====== GIVEN DATA ======

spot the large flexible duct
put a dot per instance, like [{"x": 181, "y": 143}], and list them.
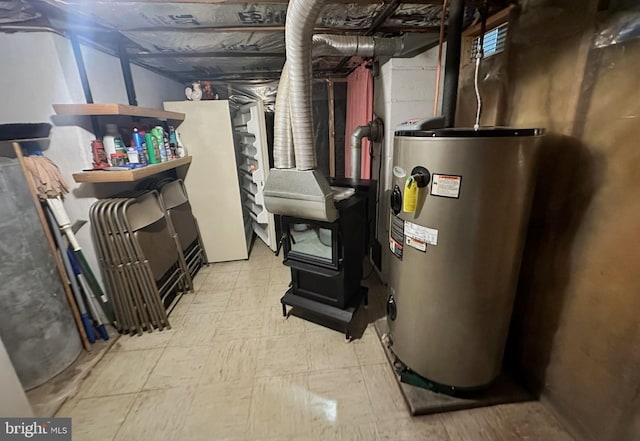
[
  {"x": 408, "y": 45},
  {"x": 282, "y": 138},
  {"x": 301, "y": 18}
]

======

### [WHAT THE TASK ASKS]
In the copy, include every record exactly and no pictures at all.

### [RESULT BELOW]
spot the large flexible duct
put a dot per instance, like [{"x": 181, "y": 143}], and list them.
[
  {"x": 408, "y": 45},
  {"x": 282, "y": 138},
  {"x": 301, "y": 18}
]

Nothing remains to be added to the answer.